§ TASK INSTRUCTIONS
Write the next part of the flight-training diary, beginning after the visit to Spruce Creek.

§ GIVEN PASSAGE
▼

Well today would turn out to be quite busy, with lots happening. As I was about to take the walk to the Airport, Judith, who looks after the houses for EASA came by, so I was able to hitch a lift with her. I then had an hour’s flying lesson with Mike, practicing my take-off and landings. It was fairly windy again, with winds of 15 knots, gusting to 20, so as usual, the landings left a bit to be desired. Whilst I was in the circuit, it became very busy, and the Air traffic Controllers had their hands full maintaining separation between the aircraft. In fact, they got a bit touchy with a couple of aircraft who were not following the rules. More on this later.
After a quick lunch in the ‘Slip & Turn’ Inn, Phil arrived to take myself, Jens, Andreas and Ali for our medicals (Ali had arrived late last night, and has joined us in the house. He is from Germany, but as usual, speaks almost perfect English. Our European neighbours put us to shame, language wise). The Doctors Surgery was a bit of an eye opener, I don’t know how to begin to explain it! First of all, it was in a ’fly-in’ estate called Spruce Creek. This is a gated community, for millionaires! Apart from the usual big houses, and nice roads, it has its own runway for all the private aircraft owned by the residents, as well as hangars instead of garages.
Dr. Kurrle has his surgery in one of these hangers, where he is building another aircraft (apart from the one he already flies). The surgery occupies one corner of this Aladdin’s cave with its photos and mementoes of his flying career. Whilst looking around these, I came across a signed photo of the US Navy Blue Angels aerobatic team, and noticed that one of the flyers name was Robert Kurrle. “Is this you?” I asked. “No, it’s my son” came the reply “He is living my dream”. He was quite a character, and I enjoyed the visit to Spruce Creek. I photographed some of the fantastic planes, automobiles, and houses to be seen on every street corner.

▲

§ Natural language region descriptions
▼

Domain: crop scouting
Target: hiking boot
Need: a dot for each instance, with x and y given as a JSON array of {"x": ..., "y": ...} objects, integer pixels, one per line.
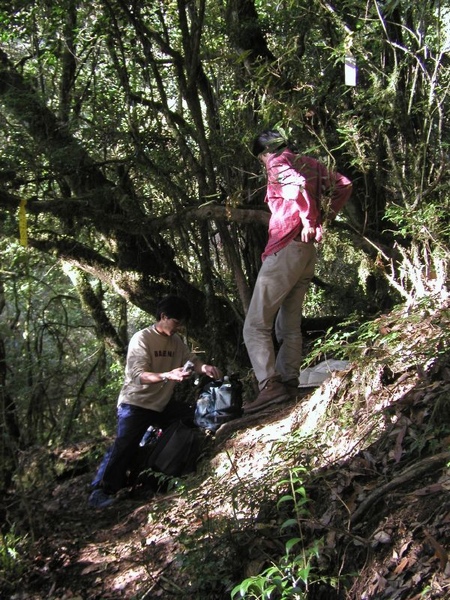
[
  {"x": 100, "y": 499},
  {"x": 272, "y": 393},
  {"x": 291, "y": 386}
]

▲

§ OUTPUT FOR THIS TASK
When we got back to the Airport, Liz, one of the flight examiners, called the Tower on our behalf, and asked if we could visit them to see what they do. As the afternoon was nowhere as busy as the morning, they were happy to accommodate us, so we drove around the periphery of the Airport, and climbed the several flights of stairs to get to the top. We met Gary and Steve who were very happy to show us around the place, and also explain the function of the various bits of kit, and their responsibilities. Today, Gary was ground Controller, and Steve was Tower. In essence, this meant that Gary looked after all traffic on the ramp, apron, and taxiways up to the Runways, and Steve looked after the flyers in the circuit and approach. This visit certainly gave us a better appreciation of the ATC functions, and how we as student pilots could make the most efficient use of the services available to us.
Whilst we were in the Tower, Tracey managed to get in the air. She had a very frustrating day, as the winds have prevented her from putting in the solo hours she has come to Florida to achieve. Her luck didn’t get any better, after half an hour’s flight, she was back on the ground, as the weather started to close in, below the minima required for VFR (Visual Flying Rules) flight. She arrived back at the house not long after us, very dejected, after waiting all day to fly, then only managing 30 minutes. I hope the weather improves for her tomorrow, and she can get some hours in before she has to leave for Orlando International.
Once back at the house, I spent a couple of hours trying one of the Navigation Tests from the examination books. The tuition Tracey had given me the day before certainly helped, and whilst I need more practice, I am beginning to get the hang of it.
As this was Tracey’s last night, we went into Daytona for a bite to eat. We found the Outback Restaurant (a franchise where I have eaten before in Spain), so both had a rather juicy Steak, before returning to the house for another evening of beer and chat amongst the residents.